● Short task 1
In the Hercules musical text, copy the passage starting with "Hercules is a" and going on through "later that year.", replacing "tryout" with "preview run".

- Promotional Logo
- Music: Alan Menken
- Lyrics: David Zippel
- Book: Kristoffer Diaz (2019); Robert Horn (2023); Kwame Kwei-Armah (2023);
- Setting: Ancient Greece
- Basis: Hercules by Ron Clements John Musker Donald McEnery Bob Shaw Irene Mecchi
- Productions: 2019 Off-Broadway; 2023 Millburn; 2024 Hamburg; 2025 West End;

= Hercules (musical) =

2019 musical by Alan Menken and David Zippel

Hercules is a musical based on the Walt Disney Animation Studios 1997 film of the same name, with music and lyrics by Alan Menken and David Zippel, and a book by Robert Horn and Kwame Kwei-Armah. The production is also loosely based on the legendary hero of the same name, the son of Zeus, in Greek mythology.

Produced by Disney Theatrical Productions, the musical had a tryout at the Delacorte Theater in Central Park in August 2019. It opened in the summer of 2025 at the West End's Theatre Royal, Drury Lane.

== Development ==
In July 2017, Alan Menken announced that he was working on a stage adaptation of the 1997 film Hercules. On February 6, 2019, it was announced that the theatrical adaptation would premiere later that year.

== Productions ==
=== Off-Broadway (2019) ===
The world premiere occurred at the Delacorte Theater in Central Park, Manhattan, New York, as part of its Public Works program from August 31 until September 8. Menken and David Zippel returned to compose and write the songs, while Kristoffer Diaz wrote the book, Lear deBessonet directed, and Chase Brock choreographed. The cast included Jelani Alladin (Hercules), Roger Bart (Hades), Jeff Hiller (Panic), Joel Frost (Nessus), Nelson Chimilio (Pain), James Monroe Iglehart (Phil), Ramona Keller (Thalia), Tamika Lawrence (Calliope), Krysta Rodriguez (Meg), and Rema Webb (Terpsichore). Menken and Zippel wrote new songs for the musical, as well as reusing the film's original works.

● Short task 2
From the records, reproduce exactly the lines starting with the line with "[segment] **concrete retaining wall**" and going on through the line with "[[[0,145],[14,146],[57,135],[63,133],[63,124],[0,129]]]".

● Record list
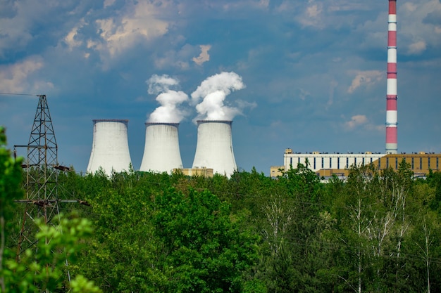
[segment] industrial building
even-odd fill
[[[198,120],[197,143],[192,169],[212,168],[230,176],[237,169],[232,150],[232,121]]]
[[[328,177],[333,175],[347,176],[349,169],[354,166],[373,164],[378,169],[392,168],[398,169],[399,164],[404,162],[409,164],[415,176],[424,176],[430,170],[440,171],[441,153],[416,152],[411,154],[378,154],[365,152],[359,154],[332,153],[311,152],[299,153],[287,148],[285,150],[284,165],[271,167],[271,177],[282,175],[280,170],[287,170],[291,166],[297,168],[298,164],[306,165],[319,176]]]
[[[146,123],[145,146],[139,171],[167,172],[182,169],[178,123]]]
[[[128,171],[132,165],[127,134],[128,120],[95,119],[87,173]]]
[[[361,164],[373,164],[380,170],[387,168],[397,170],[403,160],[410,165],[415,176],[424,176],[430,170],[440,171],[441,154],[425,152],[398,153],[397,100],[397,1],[389,0],[385,154],[371,152],[330,154],[316,151],[299,153],[287,148],[285,150],[283,166],[272,166],[271,176],[280,176],[282,170],[291,167],[296,168],[299,164],[306,166],[321,177],[328,177],[333,175],[346,176],[351,167]]]

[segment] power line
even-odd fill
[[[0,93],[0,95],[4,96],[39,96],[39,95],[32,94],[32,93]]]

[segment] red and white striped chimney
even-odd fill
[[[397,134],[397,0],[389,0],[387,18],[387,86],[386,89],[386,153],[398,151]]]

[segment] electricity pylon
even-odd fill
[[[69,171],[69,168],[58,164],[58,146],[46,95],[37,96],[38,106],[29,142],[27,145],[14,145],[15,155],[16,148],[27,150],[27,159],[22,165],[26,169],[26,198],[18,201],[25,204],[17,247],[18,261],[26,249],[37,248],[34,223],[36,219],[42,219],[44,223],[50,225],[60,212],[59,203],[85,203],[61,198],[58,174],[60,171]]]

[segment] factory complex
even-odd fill
[[[179,148],[178,123],[146,123],[145,147],[139,171],[180,170],[189,176],[230,177],[237,169],[232,150],[232,121],[198,120],[193,165],[184,169]],[[128,120],[94,119],[92,149],[87,171],[106,174],[128,171],[132,165],[127,134]]]
[[[430,170],[440,170],[441,154],[398,153],[396,2],[389,0],[385,153],[330,154],[317,151],[299,153],[287,148],[285,151],[283,165],[271,167],[271,177],[282,175],[282,170],[295,169],[299,164],[325,178],[335,175],[347,176],[353,166],[373,164],[378,169],[397,170],[403,160],[410,165],[416,176],[424,176]],[[199,90],[198,88],[195,93]],[[112,171],[128,169],[131,159],[127,137],[128,120],[100,119],[93,122],[93,146],[87,172],[95,172],[102,168],[111,174]],[[232,149],[232,122],[212,119],[197,122],[197,143],[191,169],[184,169],[182,166],[179,148],[179,124],[146,123],[145,148],[139,171],[170,174],[181,170],[189,176],[212,176],[219,174],[230,177],[237,169]]]
[[[295,169],[299,164],[325,178],[333,176],[346,177],[349,169],[353,166],[360,167],[372,164],[380,170],[392,168],[397,170],[402,161],[409,164],[411,170],[416,177],[425,176],[430,170],[440,171],[441,168],[441,153],[426,153],[416,152],[411,154],[379,154],[364,152],[357,154],[349,153],[328,153],[311,152],[300,153],[293,152],[292,149],[285,150],[282,166],[271,166],[271,176],[276,178],[282,176],[282,171]]]

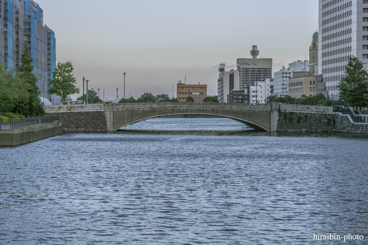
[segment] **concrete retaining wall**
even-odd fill
[[[0,145],[14,146],[57,135],[63,133],[63,124],[0,129]]]

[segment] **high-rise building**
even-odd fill
[[[239,58],[236,65],[240,76],[240,90],[254,86],[256,79],[258,81],[265,78],[271,78],[272,74],[272,59],[257,58],[259,54],[257,46],[253,45],[251,50],[252,58]]]
[[[220,68],[219,71],[222,71]],[[235,89],[240,90],[239,72],[231,70],[230,71],[220,71],[219,74],[217,84],[217,100],[222,103],[227,103],[227,98],[230,91]]]
[[[42,9],[32,0],[0,0],[0,62],[8,70],[17,69],[26,44],[41,95],[54,104],[59,103],[59,96],[48,93],[56,66],[56,39],[54,32],[43,24]]]
[[[348,58],[354,56],[368,62],[368,3],[319,0],[319,10],[318,92],[336,100]]]
[[[309,62],[305,60],[294,61],[289,64],[287,70],[285,66],[278,71],[273,73],[273,95],[278,97],[288,95],[289,79],[293,78],[293,73],[296,72],[308,72],[309,74]]]

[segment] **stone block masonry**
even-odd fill
[[[0,145],[15,146],[51,137],[63,133],[63,124],[0,129]]]
[[[230,118],[254,129],[273,132],[367,133],[367,124],[353,123],[332,107],[223,103],[133,103],[49,105],[47,116],[59,116],[66,131],[113,131],[159,116],[198,114]]]

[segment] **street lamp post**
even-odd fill
[[[358,84],[356,84],[355,85],[355,99],[356,100],[356,102],[355,104],[355,108],[357,108],[357,111],[358,111]]]
[[[125,103],[125,72],[124,72],[124,103]]]
[[[88,104],[88,81],[89,80],[86,80],[86,83],[87,84],[87,90],[86,90],[86,96],[87,97],[87,104]]]

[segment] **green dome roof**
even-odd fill
[[[313,39],[312,40],[318,40],[318,32],[316,32],[313,34]]]

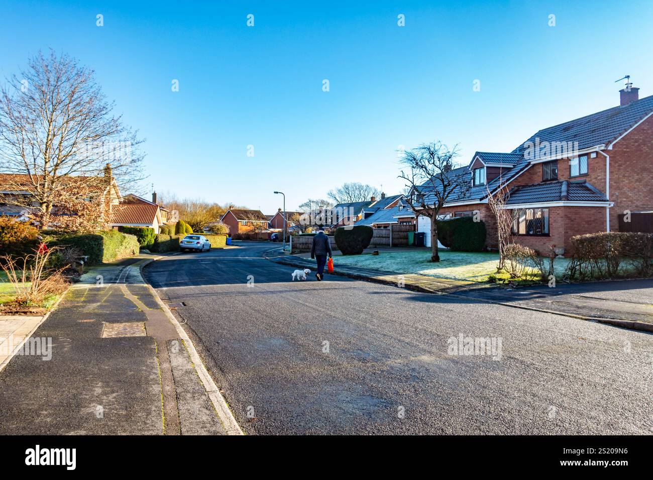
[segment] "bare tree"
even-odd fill
[[[513,238],[512,210],[505,209],[505,202],[508,199],[508,187],[505,185],[499,189],[494,195],[487,188],[488,206],[494,216],[496,221],[497,239],[499,243],[499,263],[497,271],[503,270],[505,263],[505,248],[511,244]]]
[[[372,197],[378,198],[381,192],[378,189],[369,185],[358,182],[344,184],[333,190],[329,190],[326,195],[336,204],[364,202]]]
[[[93,71],[54,52],[27,65],[0,89],[0,168],[19,174],[7,189],[25,192],[24,206],[35,206],[46,227],[54,206],[71,210],[88,198],[87,188],[70,188],[67,178],[93,186],[110,164],[121,186],[142,180],[142,140],[112,114]]]
[[[454,174],[453,159],[458,156],[457,148],[449,150],[440,142],[420,145],[412,150],[405,150],[401,162],[410,168],[407,174],[402,171],[400,178],[406,181],[410,195],[406,202],[417,216],[431,219],[431,261],[440,261],[438,251],[438,217],[451,195],[464,197],[471,187],[468,172]]]

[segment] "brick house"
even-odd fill
[[[286,212],[286,224],[288,228],[294,227],[298,223],[295,220],[303,214],[302,212]],[[283,212],[279,208],[274,215],[272,216],[268,225],[272,230],[283,229]]]
[[[638,91],[628,84],[619,106],[540,130],[510,152],[476,152],[448,174],[471,187],[454,191],[441,215],[477,211],[488,248],[496,248],[486,198],[505,187],[514,241],[541,251],[554,244],[569,255],[574,235],[617,231],[624,211],[653,210],[653,96],[639,99]],[[428,202],[430,185],[411,194],[423,188]],[[430,246],[428,217],[419,216],[418,231],[427,233]]]
[[[220,220],[223,223],[229,225],[229,233],[233,234],[267,230],[270,219],[264,215],[261,210],[234,208],[231,205],[220,217]]]
[[[415,212],[402,201],[403,199],[404,195],[385,197],[382,193],[378,203],[364,209],[364,218],[358,220],[356,225],[370,225],[375,229],[389,229],[392,225],[416,225]]]
[[[65,180],[76,185],[74,182],[94,182],[97,178],[71,176]],[[26,195],[31,195],[29,191],[33,191],[35,182],[38,184],[40,182],[44,182],[41,176],[31,177],[27,174],[0,173],[0,215],[14,217],[22,221],[33,221],[31,212],[38,208],[39,205],[35,202],[32,206],[26,207],[19,204],[17,199],[21,197],[24,199]],[[100,214],[104,216],[107,227],[114,229],[120,226],[150,227],[158,233],[161,226],[166,223],[168,210],[157,204],[156,193],[153,194],[153,202],[131,194],[123,197],[108,165],[104,168],[103,181],[96,182],[95,184],[101,207]],[[56,226],[59,211],[56,205],[53,206],[53,226]]]

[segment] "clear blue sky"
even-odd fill
[[[76,57],[146,138],[148,185],[264,213],[274,190],[289,210],[345,182],[398,193],[400,145],[509,151],[618,104],[625,74],[653,94],[650,1],[306,3],[3,0],[0,76]]]

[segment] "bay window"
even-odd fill
[[[519,208],[513,210],[513,234],[548,235],[548,208]]]

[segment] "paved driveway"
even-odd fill
[[[248,433],[653,433],[650,334],[338,276],[293,282],[261,258],[269,244],[241,245],[144,273],[180,304]],[[451,355],[460,336],[494,351]]]

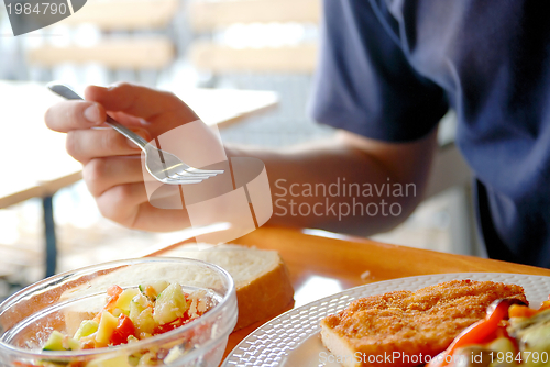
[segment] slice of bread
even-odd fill
[[[273,316],[293,301],[294,289],[288,270],[276,251],[239,245],[190,244],[163,256],[205,260],[231,274],[239,303],[235,330]]]
[[[344,367],[421,365],[501,298],[527,301],[520,286],[473,280],[362,298],[321,321],[321,340]]]

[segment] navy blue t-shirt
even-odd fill
[[[550,267],[550,1],[324,0],[312,114],[387,142],[457,111],[491,257]]]

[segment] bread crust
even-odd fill
[[[263,276],[237,289],[239,319],[234,330],[273,316],[294,299],[288,269],[279,258],[278,265]]]
[[[362,298],[323,319],[321,338],[345,367],[415,366],[444,351],[501,298],[527,302],[520,286],[473,280]],[[343,358],[349,355],[356,357]]]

● Complete output 1
Hercules is a musical based on the Walt Disney Animation Studios 1997 film of the same name, with music and lyrics by Alan Menken and David Zippel, and a book by Robert Horn and Kwame Kwei-Armah. The production is also loosely based on the legendary hero of the same name, the son of Zeus, in Greek mythology.

Produced by Disney Theatrical Productions, the musical had a preview run at the Delacorte Theater in Central Park in August 2019. It opened in the summer of 2025 at the West End's Theatre Royal, Drury Lane.

== Development ==
In July 2017, Alan Menken announced that he was working on a stage adaptation of the 1997 film Hercules. On February 6, 2019, it was announced that the theatrical adaptation would premiere later that year.

● Complete output 2
[segment] **concrete retaining wall**
even-odd fill
[[[0,145],[14,146],[57,135],[63,133],[63,124],[0,129]]]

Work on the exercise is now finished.